— DATASET —
▬▬▬▬▬▬

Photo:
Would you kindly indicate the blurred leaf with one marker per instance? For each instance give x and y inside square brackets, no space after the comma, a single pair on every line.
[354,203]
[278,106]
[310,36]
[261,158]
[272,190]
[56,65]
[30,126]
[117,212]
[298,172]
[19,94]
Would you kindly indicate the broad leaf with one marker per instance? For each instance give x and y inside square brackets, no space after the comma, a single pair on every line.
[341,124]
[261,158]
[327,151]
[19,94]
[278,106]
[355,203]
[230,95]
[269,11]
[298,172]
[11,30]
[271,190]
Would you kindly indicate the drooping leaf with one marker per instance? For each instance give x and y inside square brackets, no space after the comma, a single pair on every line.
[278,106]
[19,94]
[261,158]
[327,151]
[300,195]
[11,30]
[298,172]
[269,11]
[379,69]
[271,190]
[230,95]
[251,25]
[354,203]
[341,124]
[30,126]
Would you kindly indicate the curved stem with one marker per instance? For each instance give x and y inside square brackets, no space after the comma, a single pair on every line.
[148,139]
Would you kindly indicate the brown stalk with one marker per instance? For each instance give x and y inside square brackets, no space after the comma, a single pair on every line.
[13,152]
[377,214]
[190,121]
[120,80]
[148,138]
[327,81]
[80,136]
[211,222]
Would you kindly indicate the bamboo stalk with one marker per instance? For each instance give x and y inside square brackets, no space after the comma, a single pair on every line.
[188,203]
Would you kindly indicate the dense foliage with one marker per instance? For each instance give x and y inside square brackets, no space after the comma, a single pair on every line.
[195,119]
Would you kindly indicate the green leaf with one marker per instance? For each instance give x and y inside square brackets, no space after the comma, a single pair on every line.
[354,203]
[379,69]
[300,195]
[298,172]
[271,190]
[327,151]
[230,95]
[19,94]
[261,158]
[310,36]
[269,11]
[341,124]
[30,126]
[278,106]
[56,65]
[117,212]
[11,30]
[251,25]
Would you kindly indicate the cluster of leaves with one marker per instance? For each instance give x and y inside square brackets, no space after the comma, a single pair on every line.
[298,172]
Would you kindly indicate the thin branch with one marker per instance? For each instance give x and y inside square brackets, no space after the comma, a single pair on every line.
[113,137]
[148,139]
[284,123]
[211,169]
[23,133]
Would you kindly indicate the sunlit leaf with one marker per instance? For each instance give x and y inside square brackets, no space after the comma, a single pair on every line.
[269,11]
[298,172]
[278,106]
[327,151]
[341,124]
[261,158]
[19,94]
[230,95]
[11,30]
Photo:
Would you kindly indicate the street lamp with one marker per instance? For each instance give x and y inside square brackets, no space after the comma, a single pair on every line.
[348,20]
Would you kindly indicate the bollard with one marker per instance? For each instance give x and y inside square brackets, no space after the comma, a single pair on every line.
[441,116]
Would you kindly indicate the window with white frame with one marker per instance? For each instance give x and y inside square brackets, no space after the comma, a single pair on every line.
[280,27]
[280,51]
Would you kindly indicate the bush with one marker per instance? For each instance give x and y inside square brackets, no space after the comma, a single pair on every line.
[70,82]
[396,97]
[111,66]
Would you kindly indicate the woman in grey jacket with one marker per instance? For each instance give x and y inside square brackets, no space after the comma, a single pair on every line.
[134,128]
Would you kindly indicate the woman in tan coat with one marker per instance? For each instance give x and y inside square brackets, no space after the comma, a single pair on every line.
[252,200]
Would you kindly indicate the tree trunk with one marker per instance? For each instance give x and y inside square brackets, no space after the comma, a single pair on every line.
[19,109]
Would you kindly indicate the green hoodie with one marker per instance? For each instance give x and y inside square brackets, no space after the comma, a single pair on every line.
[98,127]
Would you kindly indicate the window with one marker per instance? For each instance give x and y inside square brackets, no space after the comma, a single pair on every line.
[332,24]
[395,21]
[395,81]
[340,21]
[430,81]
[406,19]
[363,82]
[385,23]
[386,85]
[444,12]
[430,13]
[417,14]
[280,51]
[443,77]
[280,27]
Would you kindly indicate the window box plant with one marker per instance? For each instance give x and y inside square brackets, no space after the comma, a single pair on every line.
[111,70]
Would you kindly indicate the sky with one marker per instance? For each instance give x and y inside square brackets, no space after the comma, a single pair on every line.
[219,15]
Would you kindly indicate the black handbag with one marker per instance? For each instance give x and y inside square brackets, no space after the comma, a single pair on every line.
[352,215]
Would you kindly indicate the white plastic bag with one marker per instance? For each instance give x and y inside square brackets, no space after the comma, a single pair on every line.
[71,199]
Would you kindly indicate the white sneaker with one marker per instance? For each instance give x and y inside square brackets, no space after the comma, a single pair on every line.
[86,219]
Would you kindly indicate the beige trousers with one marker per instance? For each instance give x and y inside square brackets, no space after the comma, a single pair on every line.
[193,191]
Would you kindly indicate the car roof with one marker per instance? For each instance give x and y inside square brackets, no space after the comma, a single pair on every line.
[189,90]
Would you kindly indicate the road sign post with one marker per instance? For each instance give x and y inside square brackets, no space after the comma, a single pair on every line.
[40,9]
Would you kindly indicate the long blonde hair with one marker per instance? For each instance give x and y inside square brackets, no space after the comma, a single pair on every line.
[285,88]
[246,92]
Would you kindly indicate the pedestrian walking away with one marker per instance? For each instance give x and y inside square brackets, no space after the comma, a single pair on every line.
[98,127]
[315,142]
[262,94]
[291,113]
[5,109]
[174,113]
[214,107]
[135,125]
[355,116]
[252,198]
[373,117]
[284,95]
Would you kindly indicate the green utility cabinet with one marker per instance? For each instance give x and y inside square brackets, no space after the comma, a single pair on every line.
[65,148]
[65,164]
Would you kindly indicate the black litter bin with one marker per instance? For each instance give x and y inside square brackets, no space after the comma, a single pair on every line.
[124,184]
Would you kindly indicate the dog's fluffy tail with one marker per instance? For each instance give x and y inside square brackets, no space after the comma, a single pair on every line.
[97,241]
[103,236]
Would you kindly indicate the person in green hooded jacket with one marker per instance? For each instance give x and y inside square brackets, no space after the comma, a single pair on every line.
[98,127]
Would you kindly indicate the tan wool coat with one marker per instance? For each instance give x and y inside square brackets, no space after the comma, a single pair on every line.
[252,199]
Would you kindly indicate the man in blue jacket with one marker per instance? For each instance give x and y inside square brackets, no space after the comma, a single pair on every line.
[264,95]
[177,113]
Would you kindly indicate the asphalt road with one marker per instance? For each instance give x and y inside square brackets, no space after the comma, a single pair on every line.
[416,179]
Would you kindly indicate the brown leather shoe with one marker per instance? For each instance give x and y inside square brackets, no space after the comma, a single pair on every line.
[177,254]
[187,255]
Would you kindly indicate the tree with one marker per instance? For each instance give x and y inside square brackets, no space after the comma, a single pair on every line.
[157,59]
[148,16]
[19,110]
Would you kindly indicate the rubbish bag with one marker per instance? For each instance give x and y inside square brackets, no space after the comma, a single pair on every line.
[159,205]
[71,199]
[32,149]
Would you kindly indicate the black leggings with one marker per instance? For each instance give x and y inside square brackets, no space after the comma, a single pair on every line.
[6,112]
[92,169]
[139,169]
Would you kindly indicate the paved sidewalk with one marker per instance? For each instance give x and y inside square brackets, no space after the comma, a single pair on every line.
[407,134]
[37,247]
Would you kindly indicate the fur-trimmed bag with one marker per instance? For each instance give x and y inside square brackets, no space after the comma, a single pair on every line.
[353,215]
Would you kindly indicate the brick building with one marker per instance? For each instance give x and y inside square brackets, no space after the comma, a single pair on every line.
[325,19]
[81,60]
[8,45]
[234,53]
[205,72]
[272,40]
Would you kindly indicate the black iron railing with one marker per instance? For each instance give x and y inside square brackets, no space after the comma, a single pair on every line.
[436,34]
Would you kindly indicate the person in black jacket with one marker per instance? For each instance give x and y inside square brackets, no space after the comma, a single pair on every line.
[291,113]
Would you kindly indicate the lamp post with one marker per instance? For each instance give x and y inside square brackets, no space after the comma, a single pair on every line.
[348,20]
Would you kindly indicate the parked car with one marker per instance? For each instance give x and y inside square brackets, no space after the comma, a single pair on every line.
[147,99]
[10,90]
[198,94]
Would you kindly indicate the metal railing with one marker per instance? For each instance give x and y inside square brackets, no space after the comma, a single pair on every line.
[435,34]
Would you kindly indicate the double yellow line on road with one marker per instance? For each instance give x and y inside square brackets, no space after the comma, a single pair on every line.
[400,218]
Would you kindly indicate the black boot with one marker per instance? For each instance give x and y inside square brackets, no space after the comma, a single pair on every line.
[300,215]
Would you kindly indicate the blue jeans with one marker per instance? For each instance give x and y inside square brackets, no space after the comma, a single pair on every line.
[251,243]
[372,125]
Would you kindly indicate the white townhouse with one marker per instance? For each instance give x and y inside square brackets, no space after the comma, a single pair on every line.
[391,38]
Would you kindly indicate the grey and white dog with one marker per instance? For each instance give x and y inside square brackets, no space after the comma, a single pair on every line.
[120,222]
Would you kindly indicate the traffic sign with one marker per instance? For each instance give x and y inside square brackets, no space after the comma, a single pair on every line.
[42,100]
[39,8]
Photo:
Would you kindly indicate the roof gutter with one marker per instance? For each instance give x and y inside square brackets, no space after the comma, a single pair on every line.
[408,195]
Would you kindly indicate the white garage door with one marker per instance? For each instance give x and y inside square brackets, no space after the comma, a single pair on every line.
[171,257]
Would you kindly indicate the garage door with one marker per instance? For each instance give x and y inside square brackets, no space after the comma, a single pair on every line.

▬▬▬▬▬▬

— TASK PROMPT —
Retype the entries above exactly, starting with the line that contains "Would you kindly indicate the traffic" and continuing through the final line of the entries, including both.

— SOLUTION FOR THIS PROBLEM —
Would you kindly indicate the traffic sign with one marker per instance? For each instance give x and y inside square brackets, no space after the comma, a single pair on every line.
[42,100]
[39,8]
Photo:
Would you kindly indicate the roof gutter with one marker per instance? For each instance give x and y inside square brackets, no space after the comma, a single pair on every line.
[408,195]
Would you kindly indicate the white garage door with one marker per instance? For each instance give x and y inside square brackets, no space after the comma, a single pair on every line.
[171,257]
Would you kindly indicate the garage door with one marker per instance? For each instance give x and y inside square brackets, no space after the comma, a single pair on every line.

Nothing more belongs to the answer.